== Supplied material ==

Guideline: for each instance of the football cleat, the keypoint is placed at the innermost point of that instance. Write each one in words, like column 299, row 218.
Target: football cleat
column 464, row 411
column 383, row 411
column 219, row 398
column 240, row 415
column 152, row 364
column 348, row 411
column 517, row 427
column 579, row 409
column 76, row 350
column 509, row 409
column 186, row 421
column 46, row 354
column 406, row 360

===

> What is required: Can you turn every line of the entries above into a Markdown table with two columns, Row for the row number and Line for the line itself, leaving out any blank lines?

> Exercise answer:
| Row | Line |
|---|---|
| 1 | Guideline: for each instance of the football cleat, the keypoint is placed at the innermost point of that instance. Write each one in words, like column 299, row 218. |
| 2 | Target: football cleat |
| 3 | column 464, row 411 |
| 4 | column 383, row 411 |
| 5 | column 219, row 398 |
| 6 | column 240, row 415 |
| 7 | column 152, row 364 |
| 8 | column 348, row 411 |
| 9 | column 517, row 427 |
| 10 | column 579, row 409 |
| 11 | column 76, row 350 |
| 12 | column 509, row 409 |
| 13 | column 186, row 421 |
| 14 | column 46, row 354 |
| 15 | column 406, row 360 |